### Exercise brief
Set each record down exactly, excluding all images.
— Start Extracted material —
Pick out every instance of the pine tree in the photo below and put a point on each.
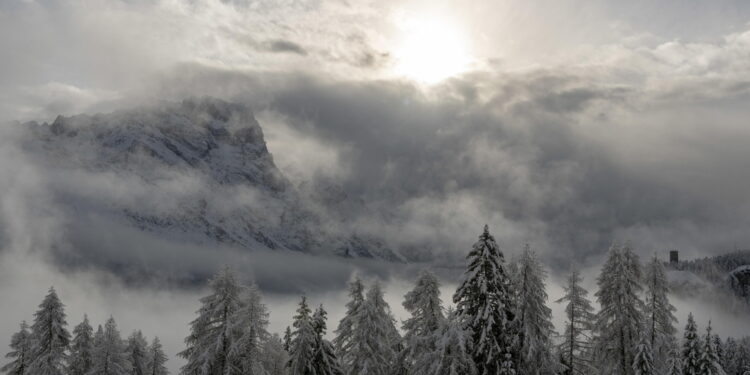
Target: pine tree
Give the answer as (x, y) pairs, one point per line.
(375, 336)
(643, 362)
(81, 349)
(136, 352)
(302, 348)
(325, 357)
(691, 349)
(21, 352)
(619, 319)
(346, 342)
(275, 357)
(287, 339)
(659, 313)
(50, 338)
(425, 306)
(719, 346)
(452, 354)
(709, 363)
(156, 359)
(484, 303)
(729, 361)
(674, 361)
(210, 339)
(535, 318)
(579, 314)
(249, 332)
(110, 357)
— End Extracted material —
### Full solution
Pick out every instance of the pine tree in the photo below and put a point on each.
Target: pine tree
Give the answer as (x, y) pairs, one point per line.
(375, 336)
(643, 362)
(81, 349)
(136, 352)
(302, 348)
(325, 357)
(691, 349)
(21, 352)
(619, 319)
(346, 342)
(275, 357)
(287, 339)
(659, 313)
(50, 338)
(425, 306)
(719, 346)
(452, 354)
(709, 363)
(156, 359)
(484, 303)
(729, 361)
(674, 361)
(210, 339)
(535, 318)
(579, 314)
(249, 332)
(110, 357)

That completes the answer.